§ **Document excerpt**:
────────

Another opportunity is to seek regulatory relief from unrealistic disaster expenses associated with a maximum probable loss calculation. If there are only 100 flights in a program, the regulatory bar for insurance perhaps should be based on the disaster level that is 95 percent likely to be unseen. That is something akin to the worst disaster in 2,000 flights instead of 10 million flights as presently required by FAA AST. This will only be viable while flight rates remain low. If flight rates really are 500,000 annually, the rules should revert to the one in 10 million standard. The Outer Space Treaty of 1967 requires the Federal Government to pay for any damage in excess of the requirement. Launch firms will likely need to contribute toward a federal pool or identify a federal budget reduction to get the additional implicit liability subsidy into the budget.

 

The goal of the lobbying should be to reduce flyaway cost for customers in order to increase demand. Higher demand makes existing investments more profitable which benefits firms that have hardware ready to fly. This change will become self-reinforcing once demand becomes elastic (rises more than one percent for each one percent decrease in price). To some extent, favorable regulations allow easier entry which means that the upside of lobbying success must be shared.

 

Potential Market Share Risks

 

What does Boeing do if the XYZ Corporation starts making real progress and threatens to take significant market share? The aerospace majors will not sit idly by if a new, highly profitable segment of the launch market develops. They will surely introduce a new launcher that mimics the economic advantages of the market entrant or market leader. Russia is already considering such a response to SpaceX [Ref. 26]. SpaceX is also complaining that the U.S. government is hoping to reimburse only its competitors for R&D to produce rockets similar to its Falcon series. This means that entrants bear all the cost of entry, but only get a portion of the upside of success.

 

The aerospace majors are not the only threat in this context. NASA has demonstrated a history of attempting to maintain a monopoly in space launch capability. After spending an estimated $200 million of his own money on an alt.space startup, Andrew Beal made the following comments:

The BA-2C program was the largest privately funded program ever in existence to build a large capacity space launch system. Unfortunately, development of a reliable low cost system is simply not enough to ensure commercial viability. Several uncertainties remain that are totally beyond our control and put our entire business at risk. The most insurmountable risk is the desire of the U.S. Government and NASA to subsidize competing launch systems. … There will never be a private launch industry as long as NASA and the U.S. Government choose and subsidize launch systems. While Boeing and Lockheed are private entities, their launch systems and components are derivatives of various military initiatives. Very little new effort takes place without significant government subsidy, control, and involvement. While we believed that we could compete successfully against the government subsidized EELV launch vehicles, the characteristics and depth of subsidy for NASA’s new initiative as well as its ultimate performance are impossible to determine or evaluate. … We have elected to cease operations

.

────────

§ **Exercise task**:
Please answer these questions about the space launch excerpt above.
1. According to the excerpt, what flight count does FAA AST presently require as the basis for the worst-disaster insurance calculation?
2. Which country is already considering a response to SpaceX?
3. About how much of his own money did Andrew Beal spend on an alt.space startup?

§ **Dataset section**:
────────

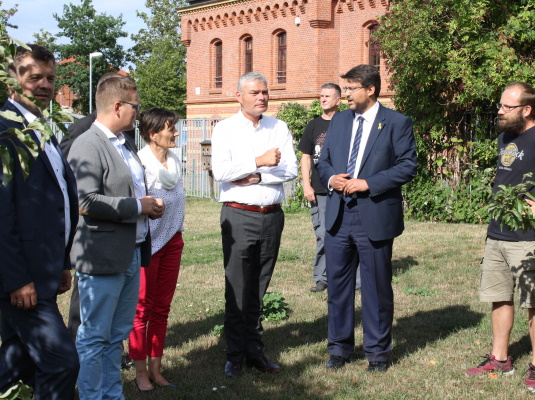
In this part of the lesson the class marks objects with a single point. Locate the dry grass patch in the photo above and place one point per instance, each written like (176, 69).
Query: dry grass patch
(440, 328)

────────

§ **Full answer**:
1. 10 million flights.
2. Russia.
3. An estimated $200 million.